Task statement:
Set down all of the data exactly as it appears.

Provided material:

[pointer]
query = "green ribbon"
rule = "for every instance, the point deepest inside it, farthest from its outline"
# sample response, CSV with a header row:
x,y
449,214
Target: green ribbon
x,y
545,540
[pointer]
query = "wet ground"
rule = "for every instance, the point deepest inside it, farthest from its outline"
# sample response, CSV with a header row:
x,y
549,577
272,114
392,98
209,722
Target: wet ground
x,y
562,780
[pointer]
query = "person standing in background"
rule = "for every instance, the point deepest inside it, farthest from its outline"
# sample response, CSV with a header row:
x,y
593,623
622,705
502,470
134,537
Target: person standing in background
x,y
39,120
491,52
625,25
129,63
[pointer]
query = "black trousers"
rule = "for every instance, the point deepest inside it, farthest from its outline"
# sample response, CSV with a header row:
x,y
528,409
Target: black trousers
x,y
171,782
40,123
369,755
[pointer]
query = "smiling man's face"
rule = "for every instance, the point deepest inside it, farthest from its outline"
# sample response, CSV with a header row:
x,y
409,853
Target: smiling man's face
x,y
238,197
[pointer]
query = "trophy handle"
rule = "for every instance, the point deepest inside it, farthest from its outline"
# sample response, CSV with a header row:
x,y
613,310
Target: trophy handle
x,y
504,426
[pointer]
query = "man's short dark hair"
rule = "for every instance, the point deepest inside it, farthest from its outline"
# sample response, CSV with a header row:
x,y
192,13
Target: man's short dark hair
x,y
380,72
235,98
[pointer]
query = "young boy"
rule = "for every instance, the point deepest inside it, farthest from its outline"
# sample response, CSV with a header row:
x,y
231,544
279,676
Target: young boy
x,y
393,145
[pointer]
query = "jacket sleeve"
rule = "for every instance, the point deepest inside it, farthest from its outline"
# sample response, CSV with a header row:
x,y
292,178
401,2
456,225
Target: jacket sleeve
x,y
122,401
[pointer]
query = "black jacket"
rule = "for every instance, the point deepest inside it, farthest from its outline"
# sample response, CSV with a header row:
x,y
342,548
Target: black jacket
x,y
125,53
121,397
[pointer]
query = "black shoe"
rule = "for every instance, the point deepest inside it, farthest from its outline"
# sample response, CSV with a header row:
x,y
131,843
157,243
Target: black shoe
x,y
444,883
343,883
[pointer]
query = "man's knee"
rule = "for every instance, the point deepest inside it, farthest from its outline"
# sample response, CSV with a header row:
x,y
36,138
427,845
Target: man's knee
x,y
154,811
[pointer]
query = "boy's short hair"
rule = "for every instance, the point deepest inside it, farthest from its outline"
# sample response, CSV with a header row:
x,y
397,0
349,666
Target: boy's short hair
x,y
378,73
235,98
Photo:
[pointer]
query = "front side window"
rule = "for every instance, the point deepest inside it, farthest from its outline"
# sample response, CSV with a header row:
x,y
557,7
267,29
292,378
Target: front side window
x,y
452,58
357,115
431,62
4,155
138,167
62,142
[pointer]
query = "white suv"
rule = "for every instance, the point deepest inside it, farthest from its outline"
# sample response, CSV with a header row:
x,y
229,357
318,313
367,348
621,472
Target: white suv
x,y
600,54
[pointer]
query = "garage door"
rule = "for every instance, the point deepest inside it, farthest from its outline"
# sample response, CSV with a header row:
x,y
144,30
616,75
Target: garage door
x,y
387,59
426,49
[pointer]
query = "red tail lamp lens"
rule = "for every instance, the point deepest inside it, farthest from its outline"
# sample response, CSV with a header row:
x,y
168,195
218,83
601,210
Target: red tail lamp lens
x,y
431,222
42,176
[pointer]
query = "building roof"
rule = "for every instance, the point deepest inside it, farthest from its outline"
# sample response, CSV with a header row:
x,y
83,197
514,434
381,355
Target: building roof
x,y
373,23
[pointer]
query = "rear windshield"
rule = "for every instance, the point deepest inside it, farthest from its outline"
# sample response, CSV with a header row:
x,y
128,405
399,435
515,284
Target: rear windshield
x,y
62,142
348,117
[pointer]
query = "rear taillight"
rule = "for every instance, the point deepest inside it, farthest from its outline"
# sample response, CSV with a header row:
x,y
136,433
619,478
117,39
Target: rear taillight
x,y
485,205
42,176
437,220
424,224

Solution to this task:
[pointer]
query = "green ribbon"
rule = "for every instance, the point deepest inside it, farthest from its outline"
# sample response, CSV with a header row:
x,y
449,214
Target: green ribbon
x,y
545,540
[pointer]
query = "wet ground"
rule = "for every instance, the point deepest inside it, farthest from its outline"
# sample response, CSV with a header row:
x,y
549,577
272,114
392,98
209,722
Target: wet ground
x,y
562,780
[pointer]
query = "person standing in background"
rule = "for every instance, the point deepest inside it, farthest from its outline"
# sample response, CSV with a header row:
x,y
593,623
622,705
502,470
134,537
Target: person standing in background
x,y
39,120
491,52
625,25
129,63
[pointer]
query = "black trousers"
rule = "for every instance, the point deepest inside it, farthest from its outline"
# sample response, CSV with a header row:
x,y
528,409
Target: black trousers
x,y
171,782
40,123
369,755
[pointer]
query = "smiling man's face"
rule = "for every instance, the point deepest inside it, farthest from its outline"
# sample response, CSV with a header row:
x,y
409,853
Target: smiling man's face
x,y
238,197
[pointer]
query = "trophy handle"
rule = "for every instance, the point deepest inside it, farthest from its outline"
# sample response, CSV with a header row:
x,y
613,310
Target: trophy handle
x,y
504,426
[pointer]
query = "man's short dark hair"
rule = "for every instance, the point deepest inside it, farthest from its outline"
# sample response, CSV with a header row:
x,y
192,13
Target: man's short dark hair
x,y
380,72
235,98
[pointer]
query = "young boy"
rule = "for every instance, the point deepest inside it, farthest from its outline"
# sample response, CSV with a header row:
x,y
231,544
279,676
Target: young boy
x,y
393,145
[pointer]
query = "jacket sleeve"
rule = "for every instance, the point deepest inside it, farthest from its outline"
# sample response, CSV with a header row:
x,y
292,178
401,2
456,225
Target: jacket sleeve
x,y
122,401
[pointer]
query = "black jacket"
rule = "for every instance, the point deepest inside it, farthest from its outline"
# sample response, CSV with a header row:
x,y
342,548
Target: black jacket
x,y
125,53
121,397
[pointer]
query = "black shoe"
rule = "for every instance, the point deepest inside it, farthest from its outline"
# sample response, CSV with a header row:
x,y
131,843
157,243
Target: black shoe
x,y
444,883
343,883
[pointer]
query = "man's knee"
rule = "for every instance, the point deepest inside it, farthest from its outline"
# sample response, CSV with a header row:
x,y
36,138
427,845
Target: man's knee
x,y
154,811
[pointer]
query = "boy's short hair"
rule = "for every instance, the point deepest inside it, farthest from its outline"
# sample response, CSV with a header row:
x,y
397,0
349,666
Target: boy's short hair
x,y
378,73
235,98
Photo:
[pointer]
query = "front side window"
rule = "for every instance, the point deepest inside it, farthest from its outline"
# sample response, CSV with a header row:
x,y
557,7
267,29
292,378
Target: front side window
x,y
452,58
357,115
431,62
4,155
138,167
62,142
[pointer]
query = "white suv"
rule = "for every instance, the point deepest inside it, farthest from its outline"
# sample response, CSV with a header row:
x,y
229,357
318,313
367,348
621,472
Target: white suv
x,y
600,54
[pointer]
query = "garage door"
rule = "for every instance, the point deepest inside it, farthest from its outline"
# sample response, CSV with a header row:
x,y
144,30
616,75
Target: garage door
x,y
387,59
426,49
[pointer]
query = "red tail lamp lens"
rule = "for every instance, the point deepest inside it, farthest from its outline"
# sample response, CSV with a header row:
x,y
168,195
218,83
601,210
Target: red tail lamp lens
x,y
431,222
42,176
[pointer]
query = "building roof"
rule = "for every instance, the point deepest inside it, farthest from its outline"
# sample response, CSV with a header row:
x,y
83,197
514,434
381,355
Target: building roof
x,y
373,23
[pointer]
query = "rear windshield"
rule = "for every instance, the point deepest inside it, farthest from its outline"
# sample response, CSV with a header row:
x,y
128,405
399,435
515,284
Target: rear windshield
x,y
62,142
348,117
[pointer]
query = "rear taillight"
rule = "for every instance, the point deepest inside it, farthest from its outline"
# sample response, CSV with a header row:
x,y
136,433
619,478
117,39
Target: rear taillight
x,y
485,205
42,176
437,220
424,224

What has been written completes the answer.